Data records
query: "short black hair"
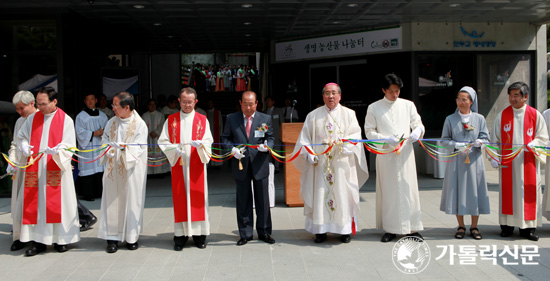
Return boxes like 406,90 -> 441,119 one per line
507,82 -> 529,97
382,74 -> 403,89
114,91 -> 135,110
179,87 -> 197,100
37,86 -> 57,102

Goal of the exercise
Omit the pictures and set down the records exactly.

Output for this task
query: "short black hair"
Return boxes like 406,90 -> 441,119 one per line
507,82 -> 529,97
382,74 -> 403,89
114,91 -> 135,110
179,87 -> 197,100
37,86 -> 57,102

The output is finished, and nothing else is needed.